==== Provided records ====

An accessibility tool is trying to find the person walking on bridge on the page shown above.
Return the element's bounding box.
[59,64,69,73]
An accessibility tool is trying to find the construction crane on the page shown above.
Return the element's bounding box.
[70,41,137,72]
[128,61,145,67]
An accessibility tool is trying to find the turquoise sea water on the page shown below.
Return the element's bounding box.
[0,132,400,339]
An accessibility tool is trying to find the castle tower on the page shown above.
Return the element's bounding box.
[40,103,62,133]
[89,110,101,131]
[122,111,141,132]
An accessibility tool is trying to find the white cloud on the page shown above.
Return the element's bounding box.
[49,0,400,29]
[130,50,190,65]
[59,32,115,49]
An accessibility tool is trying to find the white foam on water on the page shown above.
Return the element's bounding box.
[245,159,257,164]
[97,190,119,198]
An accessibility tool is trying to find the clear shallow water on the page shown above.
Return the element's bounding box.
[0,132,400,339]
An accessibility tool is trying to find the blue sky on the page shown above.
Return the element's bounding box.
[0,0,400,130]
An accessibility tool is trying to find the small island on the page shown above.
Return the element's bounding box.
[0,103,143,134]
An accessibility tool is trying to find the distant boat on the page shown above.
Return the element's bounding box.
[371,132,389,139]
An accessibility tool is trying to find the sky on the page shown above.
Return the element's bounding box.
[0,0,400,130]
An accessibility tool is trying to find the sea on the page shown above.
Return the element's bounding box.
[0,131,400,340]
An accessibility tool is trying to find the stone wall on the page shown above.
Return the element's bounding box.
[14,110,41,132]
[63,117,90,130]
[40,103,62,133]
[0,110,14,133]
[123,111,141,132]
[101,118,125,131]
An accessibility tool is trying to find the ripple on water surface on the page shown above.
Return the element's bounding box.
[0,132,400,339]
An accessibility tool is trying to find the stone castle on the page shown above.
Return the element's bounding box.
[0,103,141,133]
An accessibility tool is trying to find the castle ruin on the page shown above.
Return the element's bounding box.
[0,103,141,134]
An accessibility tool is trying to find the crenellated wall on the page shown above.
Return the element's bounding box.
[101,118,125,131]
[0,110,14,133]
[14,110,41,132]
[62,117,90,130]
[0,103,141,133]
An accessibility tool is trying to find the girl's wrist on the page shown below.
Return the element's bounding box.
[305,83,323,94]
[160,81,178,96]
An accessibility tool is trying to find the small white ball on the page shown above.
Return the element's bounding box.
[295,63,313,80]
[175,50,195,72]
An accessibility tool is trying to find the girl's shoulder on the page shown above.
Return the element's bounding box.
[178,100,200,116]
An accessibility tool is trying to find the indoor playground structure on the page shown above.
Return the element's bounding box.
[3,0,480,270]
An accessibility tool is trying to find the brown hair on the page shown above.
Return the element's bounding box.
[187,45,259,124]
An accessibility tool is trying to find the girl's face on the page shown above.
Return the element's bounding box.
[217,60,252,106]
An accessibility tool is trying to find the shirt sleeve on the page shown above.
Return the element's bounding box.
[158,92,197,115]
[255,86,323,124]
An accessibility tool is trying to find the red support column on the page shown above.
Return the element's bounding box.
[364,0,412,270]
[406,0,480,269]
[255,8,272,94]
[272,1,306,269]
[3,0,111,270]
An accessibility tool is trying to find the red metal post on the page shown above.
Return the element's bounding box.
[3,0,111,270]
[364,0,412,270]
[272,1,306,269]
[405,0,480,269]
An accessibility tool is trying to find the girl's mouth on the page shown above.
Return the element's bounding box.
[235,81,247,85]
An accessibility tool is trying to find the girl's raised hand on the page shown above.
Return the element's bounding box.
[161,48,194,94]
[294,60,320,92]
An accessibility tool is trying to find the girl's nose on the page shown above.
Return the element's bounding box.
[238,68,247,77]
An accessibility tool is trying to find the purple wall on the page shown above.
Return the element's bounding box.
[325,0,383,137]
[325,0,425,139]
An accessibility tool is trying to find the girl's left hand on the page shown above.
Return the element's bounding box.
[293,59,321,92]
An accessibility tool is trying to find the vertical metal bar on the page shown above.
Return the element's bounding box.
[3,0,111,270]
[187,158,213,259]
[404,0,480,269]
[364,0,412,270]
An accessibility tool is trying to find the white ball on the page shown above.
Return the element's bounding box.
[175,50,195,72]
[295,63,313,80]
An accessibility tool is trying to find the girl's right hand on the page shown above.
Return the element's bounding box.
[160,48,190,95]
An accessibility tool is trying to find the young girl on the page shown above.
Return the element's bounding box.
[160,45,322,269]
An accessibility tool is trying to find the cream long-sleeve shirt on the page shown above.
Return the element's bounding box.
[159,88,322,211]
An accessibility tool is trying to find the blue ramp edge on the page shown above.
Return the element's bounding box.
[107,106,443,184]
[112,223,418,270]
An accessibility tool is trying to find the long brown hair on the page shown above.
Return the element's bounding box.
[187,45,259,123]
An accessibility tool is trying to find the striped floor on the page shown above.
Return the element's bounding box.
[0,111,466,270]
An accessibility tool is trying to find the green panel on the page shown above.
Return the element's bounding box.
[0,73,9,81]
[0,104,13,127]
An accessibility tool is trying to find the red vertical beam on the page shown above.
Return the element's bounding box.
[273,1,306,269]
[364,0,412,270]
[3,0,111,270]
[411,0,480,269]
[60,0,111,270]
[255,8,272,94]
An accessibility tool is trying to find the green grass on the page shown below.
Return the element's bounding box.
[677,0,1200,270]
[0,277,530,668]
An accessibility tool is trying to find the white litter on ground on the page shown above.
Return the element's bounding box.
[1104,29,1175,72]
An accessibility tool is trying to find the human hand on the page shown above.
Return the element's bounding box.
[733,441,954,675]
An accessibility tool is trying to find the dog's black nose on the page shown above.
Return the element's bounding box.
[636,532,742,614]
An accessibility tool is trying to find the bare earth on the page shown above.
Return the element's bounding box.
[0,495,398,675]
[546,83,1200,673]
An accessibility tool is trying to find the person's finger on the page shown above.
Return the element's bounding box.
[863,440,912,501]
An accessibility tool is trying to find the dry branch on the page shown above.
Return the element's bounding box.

====

Swap "accessibility tool" for "screen reader" throughout the items above, and give every line again with nothing else changed.

An screen reader is trying to find the person walking on bridge on the page shown above.
Return the element's bounding box.
[59,64,69,73]
An screen reader is trying to find the construction crane on the page shown above.
Return the element's bounding box.
[70,41,137,72]
[128,61,145,67]
An screen reader is trying to find the turquoise sea water on the page shown below.
Return the element's bounding box.
[0,132,400,339]
An screen reader is trying to find the castle tower on the page shown above.
Return the element's bounding box.
[40,103,62,133]
[89,110,101,131]
[122,111,141,132]
An screen reader is trying to find the white cloud on the page shown above.
Return the element's bounding box.
[49,0,400,29]
[130,50,190,65]
[59,32,115,49]
An screen reader is trying to find the white foam on water on the page shown above.
Return the element's bounding box.
[245,159,257,164]
[97,190,119,198]
An screen reader is trying to find the clear shallow water on the page shown above.
Return the element's bounding box.
[0,132,400,339]
An screen reader is trying to find the blue sky on the page shown above.
Return the element's bounding box.
[0,0,400,130]
An screen reader is trying to find the small island on the page shown above.
Return the element's bounding box.
[0,103,143,134]
An screen reader is trying to find the distant boat on the page shown above.
Return the element's bounding box.
[371,132,389,139]
An screen reader is trying to find the sky on the page shown above.
Return the element's bounding box.
[0,0,400,130]
An screen reader is trying to find the sea on the page shown above.
Return the element's bounding box.
[0,131,400,340]
An screen reader is trying to find the stone wall on the page shown above.
Return the element's bounding box.
[14,110,41,132]
[63,117,90,130]
[40,103,62,133]
[0,110,14,133]
[123,111,141,132]
[101,118,125,131]
An screen reader is trying to find the ripple on water surface on the page shown above.
Return the element's bounding box.
[0,132,400,339]
An screen reader is trying to find the stone castle on the page shown above.
Return the element's bounding box.
[0,103,141,133]
An screen reader is trying to find the castle ruin on the page shown above.
Return the element's bounding box.
[0,103,141,134]
An screen reader is trying to find the crenellated wall on the page shown above.
Return the element's bounding box.
[101,118,125,131]
[0,110,14,133]
[14,110,41,132]
[62,117,90,130]
[0,103,141,133]
An screen reader is trying to find the girl's wrist on the page shown below.
Return the element's bounding box.
[305,83,323,94]
[160,81,178,96]
An screen reader is trying to find the small white ball on the page shown above.
Return the element's bounding box.
[295,63,313,80]
[175,50,195,72]
An screen reader is trying to find the girl's shoulder on the page shown above.
Return the element's bounding box.
[178,100,200,116]
An screen reader is trying to find the indoor playground structure on the page shown above.
Return the element's bounding box.
[3,0,480,270]
An screen reader is trying to find the brown hair on the page shown above.
Return the element's bounding box.
[187,45,259,124]
An screen reader is trying to find the girl's face on the page shown above.
Return the element's bounding box.
[217,60,252,106]
An screen reader is trying to find the shirt sleeve on the page shown above.
Return the element's bounding box.
[158,92,197,115]
[255,86,323,124]
An screen reader is trying to find the red support column on the page shown above.
Return the element's bounding box.
[364,0,412,270]
[406,0,480,269]
[255,8,272,94]
[272,1,306,269]
[3,0,111,270]
An screen reader is trying to find the red metal post on the page shown above.
Return the element's bounding box.
[3,0,111,270]
[364,0,412,270]
[272,1,306,269]
[405,0,480,269]
An screen reader is trying to find the girl's mouth on the page shown above.
Return the element's bounding box.
[235,81,247,85]
An screen reader is trying to find the girl's raised hand on the page shown above.
Return the element's bounding box.
[161,48,194,94]
[294,60,320,92]
An screen reader is trying to find the girl's nose on the page shown above.
Return the element's bounding box.
[238,68,247,77]
An screen reader is trying to find the purple wall on the page shown above.
Return the element's bounding box.
[325,0,383,137]
[325,0,425,139]
An screen reader is trying to find the girl's left hand on the page shown above.
Return the element's bounding box.
[293,59,321,92]
An screen reader is trying to find the vertical metal bar on the page shown above.
Return the element's bounding box.
[3,0,111,270]
[187,158,213,259]
[404,0,480,269]
[364,0,412,270]
An screen reader is trying to find the white ball on the page shown above.
Return the element's bounding box.
[175,50,195,72]
[295,63,313,80]
An screen reader is trying to find the girl's right hand on the page shown above.
Return the element's bounding box.
[160,48,190,95]
An screen reader is trying to find the young girl on the page shown above.
Return the element's bounding box.
[160,45,322,269]
An screen reader is trying to find the cream long-sleeve shirt on the page shown above.
Return the element's bounding box.
[159,88,322,211]
An screen reader is trying to find the blue ramp edge on the page shown above.
Return the element's bounding box.
[107,106,443,184]
[112,223,418,270]
An screen reader is trying to find the long brown hair on the page shown above.
Return the element's bounding box.
[187,45,259,123]
An screen reader is trying to find the striped floor on the page shown above.
Return the element's bounding box.
[0,111,466,270]
An screen reader is trying to find the green panel on the page shown above.
Return the element's bounding box.
[0,73,9,81]
[0,104,13,127]
An screen reader is trying to find the red vertical beam on the page shown above.
Return the element's bounding box.
[273,1,306,269]
[364,0,412,270]
[3,0,111,270]
[411,0,480,269]
[60,0,111,270]
[255,8,272,94]
An screen reader is trying to find the green grass on the page shown below.
Return the element's bounding box.
[677,0,1200,270]
[0,277,530,668]
An screen reader is trying to find the white litter on ground on the page shown above.
Return the element's bounding box.
[1104,29,1175,72]
An screen reader is trying to find the human hand on the page shown above.
Return the element's bounding box.
[733,441,954,675]
An screen reader is trying to find the dog's black nose on the page shown above.
Return the element's bounding box.
[636,532,742,614]
An screen reader is trying to find the bare earth on the page shown above.
Return the element's bounding box.
[0,495,398,675]
[546,83,1200,673]
An screen reader is trying to find the person's finger on the page shown above.
Return the element's bounding box.
[863,440,912,501]
An screen reader is trying to find the dry branch on the page shown above.
Return the element's bounding box.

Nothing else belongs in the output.